Candomblecista, a manicure conta que realizava um churrasco dentro de sua garagem com o marido, o irmão e a cunhada. Naquele momento, ouvia junto com o marido, além de pagodes, o samba da Grande Rio. Ela conta que a intolerância começou assim que o marido, André Alves, 32, foi ao bar, conhecido como Depósito do Russo, comprar cervejas. Na volta, Bruna teria notado que mesmo saindo feliz, André voltou para casa com uma expressão diferente no rosto.
“O ‘abençoado’ falou em voz alta que ‘naquela casa ali [casa da Bruna] não sabe o que eles são, se são macumbeiros ou pagodeiros’. Meu marido virou as costas e não falou nada. Dentro de casa, ele respondeu que não tinha nem o direito de ouvir a música que queria. Perguntei o que houve e ele contou do homem no bar”, explica a vítima, que afirmou ter continuado a ouvir as músicas sem abaixar o volume, já que era por volta de 16h30.
Depois de mais ou menos duas horas, o companheiro de Bruna retornou ao bar para comprar mais cerveja, sem lembrar do que havia acontecido mais cedo. Mas dessa vez os cachorros da raça pitbull do casal seguiram o tutor e, por isso, Bruna foi atrás. “Quando meu marido chegou, o homem repetiu ainda mais alto aquela frase. Eu perguntei a ele qual era o problema de eu estar em casa e não poder ouvir o que queria. Ele veio apontando o dedo para o meu rosto, vindo para cima de mim, e meu marido, segurando os cachorros, pediu para que ele me respeitasse”, acusa.

• _O que fazer_:
1. Reescreva o trecho do relato da manicure que começa em "Candomblecista, a manicure" e termina em "volta de 16h30.", trocando "bar" por "boteco".
2. Continue o relato da manicure a partir da última frase apresentada.

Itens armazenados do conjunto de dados

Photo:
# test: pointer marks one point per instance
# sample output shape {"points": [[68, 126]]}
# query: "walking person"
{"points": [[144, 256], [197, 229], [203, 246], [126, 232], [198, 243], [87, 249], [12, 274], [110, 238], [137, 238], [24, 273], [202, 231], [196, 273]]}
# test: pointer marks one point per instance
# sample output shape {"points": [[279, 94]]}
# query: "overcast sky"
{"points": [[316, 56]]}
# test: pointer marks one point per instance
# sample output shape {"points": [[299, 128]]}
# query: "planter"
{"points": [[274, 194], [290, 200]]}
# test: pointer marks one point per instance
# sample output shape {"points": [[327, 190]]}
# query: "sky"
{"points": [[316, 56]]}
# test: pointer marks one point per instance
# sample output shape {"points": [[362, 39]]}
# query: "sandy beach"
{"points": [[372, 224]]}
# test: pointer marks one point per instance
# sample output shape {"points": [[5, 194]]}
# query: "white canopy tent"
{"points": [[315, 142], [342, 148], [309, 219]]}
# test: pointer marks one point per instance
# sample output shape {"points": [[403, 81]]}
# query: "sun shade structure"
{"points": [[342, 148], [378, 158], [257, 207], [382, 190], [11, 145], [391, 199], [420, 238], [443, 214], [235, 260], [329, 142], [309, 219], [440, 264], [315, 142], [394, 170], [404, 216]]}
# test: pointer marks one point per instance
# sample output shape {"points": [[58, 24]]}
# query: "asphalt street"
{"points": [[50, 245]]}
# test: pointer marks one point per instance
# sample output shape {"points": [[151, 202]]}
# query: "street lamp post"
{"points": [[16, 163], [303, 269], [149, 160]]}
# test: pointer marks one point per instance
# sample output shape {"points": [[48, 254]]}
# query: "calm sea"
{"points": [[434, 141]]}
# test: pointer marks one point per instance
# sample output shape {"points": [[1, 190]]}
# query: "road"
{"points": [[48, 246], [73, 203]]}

• _Respostas_:
1.
Candomblecista, a manicure conta que realizava um churrasco dentro de sua garagem com o marido, o irmão e a cunhada. Naquele momento, ouvia junto com o marido, além de pagodes, o samba da Grande Rio. Ela conta que a intolerância começou assim que o marido, André Alves, 32, foi ao boteco, conhecido como Depósito do Russo, comprar cervejas. Na volta, Bruna teria notado que mesmo saindo feliz, André voltou para casa com uma expressão diferente no rosto.
“O ‘abençoado’ falou em voz alta que ‘naquela casa ali [casa da Bruna] não sabe o que eles são, se são macumbeiros ou pagodeiros’. Meu marido virou as costas e não falou nada. Dentro de casa, ele respondeu que não tinha nem o direito de ouvir a música que queria. Perguntei o que houve e ele contou do homem no boteco”, explica a vítima, que afirmou ter continuado a ouvir as músicas sem abaixar o volume, já que era por volta de 16h30.

2.
A manicure afirma que o irmão, Vitor Hugo, 40, ouviu a discussão e foi apartar para evitar uma briga. “Ele pediu para meu marido voltar para casa com os cachorros. Nisso, o rapaz acabou tropeçando e caiu sentado, mas sem bater as costas, porque ele não foi empurrado. Após se levantar, ele disse que ia em casa e voltava”, revela a manicure, que, apesar de morar há dois anos naquela rua, afirma nunca ter visto Valdemir por ali.
“Até o momento, minha preocupação eram os cachorros. Meus vizinhos, que têm a parede colada à da minha casa, são evangélicos e nem por isso se incomodaram. Quando virei as costas para sair do bar, só escutei minha cunhada gritar: ‘Bruna, olha para trás’. Ele veio com um facão, jogando de um lado para o outro”, detalha. Ao tentar defender a irmã buscando tirar o facão da mão de Valdemir, Vitor Hugo quase foi acertado no pescoço. Tentando apaziguar o briga, a manicure foi acertada em cheio no lado direito da face.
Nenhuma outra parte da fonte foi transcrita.